--- WHAT NEEDS TO BE DONE ---
Where a record contains an image, leave the image out and print the rest exactly.

[Point-per-instance localization data]
━━━━━━━━━━━━━━━━━━━━━━━━━━━━━━
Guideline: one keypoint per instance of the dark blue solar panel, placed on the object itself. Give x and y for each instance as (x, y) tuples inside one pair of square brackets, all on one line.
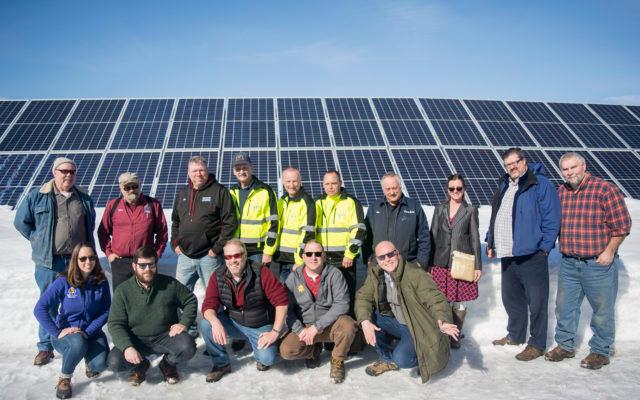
[(195, 135), (349, 109), (297, 109), (23, 137), (46, 111), (357, 133), (91, 136), (140, 110), (394, 108), (506, 134), (458, 133), (552, 135), (444, 109), (485, 110), (9, 110), (250, 134), (595, 135), (613, 114), (199, 110), (532, 112), (140, 135), (408, 133), (304, 134), (97, 111), (574, 113), (250, 110)]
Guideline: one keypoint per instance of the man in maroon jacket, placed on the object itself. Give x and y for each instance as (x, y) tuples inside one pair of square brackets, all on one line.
[(130, 221)]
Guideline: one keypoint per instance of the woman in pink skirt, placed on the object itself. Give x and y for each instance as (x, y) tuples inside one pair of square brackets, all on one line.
[(455, 227)]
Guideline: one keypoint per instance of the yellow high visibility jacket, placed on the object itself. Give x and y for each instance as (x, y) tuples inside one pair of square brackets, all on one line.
[(297, 220), (340, 225), (258, 219)]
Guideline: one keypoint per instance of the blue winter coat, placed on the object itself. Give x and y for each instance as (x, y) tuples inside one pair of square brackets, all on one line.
[(35, 220), (536, 213), (87, 309)]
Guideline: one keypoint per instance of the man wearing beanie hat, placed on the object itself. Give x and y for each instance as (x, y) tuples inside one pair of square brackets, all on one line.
[(54, 218), (130, 221)]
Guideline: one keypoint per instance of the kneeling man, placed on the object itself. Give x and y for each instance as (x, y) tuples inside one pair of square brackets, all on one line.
[(399, 301)]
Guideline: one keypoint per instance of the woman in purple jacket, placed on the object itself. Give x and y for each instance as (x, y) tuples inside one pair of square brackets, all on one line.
[(82, 293)]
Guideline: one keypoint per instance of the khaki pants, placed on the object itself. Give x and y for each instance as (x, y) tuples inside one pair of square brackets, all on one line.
[(341, 332)]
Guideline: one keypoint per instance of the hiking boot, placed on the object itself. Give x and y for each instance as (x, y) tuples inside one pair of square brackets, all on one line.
[(505, 341), (314, 360), (43, 357), (261, 367), (169, 372), (594, 361), (529, 353), (380, 367), (139, 373), (63, 388), (217, 373), (558, 354), (337, 370)]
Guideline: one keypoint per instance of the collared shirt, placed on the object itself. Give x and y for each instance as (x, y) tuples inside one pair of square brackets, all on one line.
[(591, 215), (504, 222)]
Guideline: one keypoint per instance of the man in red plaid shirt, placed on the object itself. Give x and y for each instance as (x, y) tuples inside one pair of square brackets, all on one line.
[(595, 221)]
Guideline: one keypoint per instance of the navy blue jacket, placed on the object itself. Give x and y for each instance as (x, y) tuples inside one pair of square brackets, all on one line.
[(413, 238), (87, 309), (536, 213)]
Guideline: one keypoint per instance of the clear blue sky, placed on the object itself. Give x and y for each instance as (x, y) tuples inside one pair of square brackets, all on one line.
[(563, 50)]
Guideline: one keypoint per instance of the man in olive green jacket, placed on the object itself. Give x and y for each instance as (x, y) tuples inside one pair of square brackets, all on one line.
[(398, 299)]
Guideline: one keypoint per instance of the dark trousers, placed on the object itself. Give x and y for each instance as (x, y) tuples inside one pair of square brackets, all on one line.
[(525, 295), (120, 271), (176, 349)]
━━━━━━━━━━━━━━━━━━━━━━━━━━━━━━
--- EXERCISE SOLUTION ---
Guideline: one keypoint per instance of the dark blue solar panel, placed on the object itself. Give x and y for each instance as (x, y) tuples inside one pair of square brackets, all on one line.
[(195, 135), (349, 109), (297, 109), (23, 137), (46, 111), (357, 133), (91, 136), (140, 110), (394, 108), (506, 134), (458, 133), (552, 135), (444, 109), (485, 110), (9, 110), (250, 134), (595, 135), (613, 114), (199, 110), (532, 112), (140, 135), (408, 133), (304, 134), (97, 111), (574, 113), (250, 110)]
Guideline: one keypoint per instance of the man in maroon jacket, placed on the object itself. Give x and y for each instance as (x, y) tuples inside one pair of square brackets, all on one line.
[(130, 221)]
Guideline: one keypoint per instance of the woman in pink skirt, placed on the object itself. Give x and y for each instance as (x, y) tuples inside one pair of square brackets, all on one line.
[(455, 227)]
Guideline: one keypoint per instance of the yellow high visibility jacket, placed on the object itself. Give x and y for each instance as (x, y) tuples inside one pair of square brackets, all on one line.
[(297, 220), (340, 225), (258, 219)]
Guideline: one keypoint per instance of the blue winter coat, placed on the object itself. Give x and y for each instance as (x, y) tuples inside one pair of square brackets, all on one line.
[(35, 220), (536, 213), (87, 309)]
Guideline: one keypoint per instance of the man wearing beanie hat, placed on the object itself. Give x and y for each instance as (x, y) tuples inside one pair of square brackets, all on one line.
[(54, 218), (130, 221)]
Guideline: one keypoint per instance of the kneeling man, placed on the object itself. Give x and y for each instance as (x, y) tuples inside one pair of square brackets, all on one line.
[(399, 301)]
Guideline: one keypoint per instance of the woman in purple jacket, placed on the object itself. Give x and y for each instance as (x, y) tuples inside one pair of square brackets, all on one line.
[(82, 293)]
Guideline: one keypoint per instance of the khaki pants, placed on the object itself. Give x and y for each instance as (x, y) tuples inside one pair of square brackets, all on one line.
[(341, 332)]
Guideline: one keypoint per instance of the hiking boot, placed on the object itself. Give x and y for each instance as (x, y) tuples inside one pair of square brackets, all on one line.
[(505, 341), (314, 360), (43, 357), (261, 367), (169, 372), (594, 361), (529, 353), (380, 367), (139, 373), (63, 388), (217, 373), (558, 354), (337, 370)]
Guideline: one keypoint per instance of the collared shirt, placed on the object itself. Give x and y for each instance as (x, y) tuples inside one pair of square brackets, all on one line.
[(591, 215), (504, 222)]
Guideline: one keypoint per instance of the man in red plaid shirt, placed on the object itself. Give x and y for each instance as (x, y) tuples inside one pair of square brackets, all on one line.
[(595, 221)]
Guideline: one keypoint per instance of the navy blue jacket, placed on the object itself. Give x and y for each instance as (x, y) tuples inside one pair of square brackets, all on one line.
[(413, 238), (87, 309), (536, 213)]
Guideline: one keypoint per instance of the clear blue sky, placed on the object itself. Give x and y for each instance as (x, y) tuples inside one pair of square brackets, all on one line.
[(563, 50)]
Guideline: one keypoint per instance of the man in olive green jacket, placed on the object itself. Give x and y for each instance as (x, y) tuples inside one pair of square brackets, all on one line.
[(398, 299)]
Guideline: one keypoint per instance of the dark trousers, placed on the object itself. Give x and y for each instance as (x, y) tuples inside one pair of square brackets, all on one line.
[(525, 295), (120, 271), (176, 349)]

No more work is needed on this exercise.